GOAL
Please copy the records below with "green" replaced by "blue" and everything else unchanged. Omit the pictures.

TASK INPUT
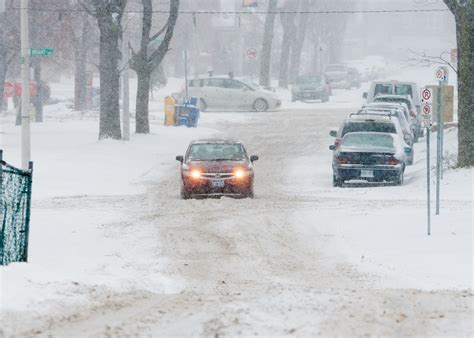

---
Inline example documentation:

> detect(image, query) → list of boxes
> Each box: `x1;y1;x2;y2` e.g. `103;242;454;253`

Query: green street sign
29;48;54;56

TASK ANSWER
---
Inline example documentation:

> detect(image, query) → list of boxes
> Each box: `x1;y1;x2;y2` e.g. `103;242;454;253`

Query: blue street sign
29;48;54;56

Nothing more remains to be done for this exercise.